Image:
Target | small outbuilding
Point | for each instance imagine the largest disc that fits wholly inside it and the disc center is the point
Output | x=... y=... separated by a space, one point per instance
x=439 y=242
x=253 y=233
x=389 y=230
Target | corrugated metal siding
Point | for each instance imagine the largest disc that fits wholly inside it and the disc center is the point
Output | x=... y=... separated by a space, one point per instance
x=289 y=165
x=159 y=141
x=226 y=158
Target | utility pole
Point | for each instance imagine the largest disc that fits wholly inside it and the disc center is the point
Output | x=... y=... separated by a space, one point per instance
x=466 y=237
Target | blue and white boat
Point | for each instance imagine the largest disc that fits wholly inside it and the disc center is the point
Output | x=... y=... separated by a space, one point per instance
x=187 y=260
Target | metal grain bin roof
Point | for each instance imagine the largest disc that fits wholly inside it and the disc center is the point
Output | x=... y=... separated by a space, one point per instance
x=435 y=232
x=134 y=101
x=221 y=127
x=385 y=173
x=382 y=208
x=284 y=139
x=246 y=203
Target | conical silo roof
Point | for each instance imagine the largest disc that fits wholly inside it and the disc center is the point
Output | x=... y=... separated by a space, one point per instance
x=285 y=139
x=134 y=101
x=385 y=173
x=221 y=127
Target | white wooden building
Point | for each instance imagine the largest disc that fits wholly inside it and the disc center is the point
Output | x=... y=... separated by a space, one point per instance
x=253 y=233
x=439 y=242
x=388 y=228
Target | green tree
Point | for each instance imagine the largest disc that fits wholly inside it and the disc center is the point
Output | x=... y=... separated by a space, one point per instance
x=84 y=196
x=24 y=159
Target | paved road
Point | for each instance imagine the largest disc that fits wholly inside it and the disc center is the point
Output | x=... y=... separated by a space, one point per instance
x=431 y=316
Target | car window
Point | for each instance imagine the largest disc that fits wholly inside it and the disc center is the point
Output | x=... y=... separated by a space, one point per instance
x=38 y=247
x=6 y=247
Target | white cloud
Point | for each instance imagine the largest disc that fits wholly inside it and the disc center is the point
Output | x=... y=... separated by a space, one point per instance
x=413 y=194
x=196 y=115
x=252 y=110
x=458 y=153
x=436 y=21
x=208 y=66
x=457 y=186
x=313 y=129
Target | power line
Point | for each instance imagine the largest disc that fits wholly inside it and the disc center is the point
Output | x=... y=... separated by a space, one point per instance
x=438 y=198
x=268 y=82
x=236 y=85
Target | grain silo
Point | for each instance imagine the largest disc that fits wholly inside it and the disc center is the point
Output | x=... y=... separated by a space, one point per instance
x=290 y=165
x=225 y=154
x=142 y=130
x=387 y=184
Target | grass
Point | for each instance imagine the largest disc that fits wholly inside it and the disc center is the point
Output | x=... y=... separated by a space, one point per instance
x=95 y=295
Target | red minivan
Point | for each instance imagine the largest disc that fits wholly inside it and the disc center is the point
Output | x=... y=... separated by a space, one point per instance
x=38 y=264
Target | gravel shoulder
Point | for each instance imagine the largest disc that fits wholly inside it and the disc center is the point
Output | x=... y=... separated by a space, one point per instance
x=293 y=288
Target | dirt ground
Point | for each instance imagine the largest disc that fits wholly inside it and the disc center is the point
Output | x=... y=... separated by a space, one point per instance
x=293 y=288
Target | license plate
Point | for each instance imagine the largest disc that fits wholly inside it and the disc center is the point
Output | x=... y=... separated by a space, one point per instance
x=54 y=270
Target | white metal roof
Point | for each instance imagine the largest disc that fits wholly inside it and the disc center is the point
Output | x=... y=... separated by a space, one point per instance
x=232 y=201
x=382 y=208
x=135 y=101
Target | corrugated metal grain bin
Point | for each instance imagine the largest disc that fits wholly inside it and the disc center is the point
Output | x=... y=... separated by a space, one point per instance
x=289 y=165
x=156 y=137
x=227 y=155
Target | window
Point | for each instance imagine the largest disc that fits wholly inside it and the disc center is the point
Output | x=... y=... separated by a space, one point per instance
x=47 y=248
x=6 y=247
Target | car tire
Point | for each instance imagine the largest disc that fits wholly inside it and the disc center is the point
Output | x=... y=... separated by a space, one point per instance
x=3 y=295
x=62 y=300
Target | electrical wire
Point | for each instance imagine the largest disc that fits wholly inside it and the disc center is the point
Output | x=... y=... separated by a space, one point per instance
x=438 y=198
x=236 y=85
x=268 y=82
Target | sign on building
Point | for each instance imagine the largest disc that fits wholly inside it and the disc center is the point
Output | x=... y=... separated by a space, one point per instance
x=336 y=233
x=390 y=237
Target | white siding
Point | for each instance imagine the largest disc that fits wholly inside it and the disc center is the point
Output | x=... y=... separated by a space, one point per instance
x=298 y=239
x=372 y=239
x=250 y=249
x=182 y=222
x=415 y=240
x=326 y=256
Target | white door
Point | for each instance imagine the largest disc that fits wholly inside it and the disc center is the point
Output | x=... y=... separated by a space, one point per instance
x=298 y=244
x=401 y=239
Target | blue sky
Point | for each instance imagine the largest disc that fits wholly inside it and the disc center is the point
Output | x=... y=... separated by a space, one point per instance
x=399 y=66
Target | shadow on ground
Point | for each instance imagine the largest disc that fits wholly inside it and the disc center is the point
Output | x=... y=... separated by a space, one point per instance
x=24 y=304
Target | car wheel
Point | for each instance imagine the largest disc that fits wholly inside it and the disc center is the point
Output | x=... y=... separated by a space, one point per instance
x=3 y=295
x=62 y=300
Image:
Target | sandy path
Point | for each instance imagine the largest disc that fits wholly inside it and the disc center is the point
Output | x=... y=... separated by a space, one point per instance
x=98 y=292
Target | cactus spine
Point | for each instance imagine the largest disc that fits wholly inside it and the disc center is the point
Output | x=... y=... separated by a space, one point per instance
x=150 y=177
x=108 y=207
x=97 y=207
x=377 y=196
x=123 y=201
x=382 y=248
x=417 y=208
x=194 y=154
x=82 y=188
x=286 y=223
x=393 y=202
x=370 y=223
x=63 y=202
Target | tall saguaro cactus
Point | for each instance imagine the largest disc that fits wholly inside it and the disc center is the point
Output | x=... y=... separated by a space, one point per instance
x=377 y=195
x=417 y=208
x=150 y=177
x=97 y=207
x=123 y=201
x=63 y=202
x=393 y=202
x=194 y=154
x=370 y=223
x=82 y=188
::::::::
**TASK DESCRIPTION:**
Starting with the line with "Target | sign on building" above and going on through the line with "Target | sandy path", transcribe every line exactly, both ends included, and add nothing.

**THE ANSWER:**
Target | sign on building
Point | for each instance imagine the largest disc that fits wholly inside it and the disc center is the point
Output | x=... y=... separated by a space, one point per instance
x=336 y=233
x=390 y=237
Target | white siding
Point | for each instance imagine the largest disc that fits wholly inside it and the disc center is the point
Output | x=... y=... separated by a space, one point per instance
x=298 y=239
x=372 y=239
x=250 y=249
x=182 y=222
x=415 y=240
x=326 y=256
Target | white door
Point | for each instance imagine the largest disc that fits wholly inside it and the disc center is the point
Output | x=... y=... separated by a space, one point per instance
x=298 y=244
x=401 y=239
Target | blue sky
Point | for each instance imagine the largest disc that fits wholly inside it and the disc center is the point
Output | x=... y=... separated by a space, one point per instance
x=399 y=66
Target | shadow on ground
Point | for each instance imagine the largest disc that fits wholly inside it and the disc center is the point
Output | x=... y=... separated by a space, one point per instance
x=24 y=304
Target | car wheel
Point | for each instance imagine the largest disc that fits wholly inside it and the disc center is the point
Output | x=... y=... separated by a space, one point per instance
x=3 y=295
x=62 y=300
Image:
Target | sandy path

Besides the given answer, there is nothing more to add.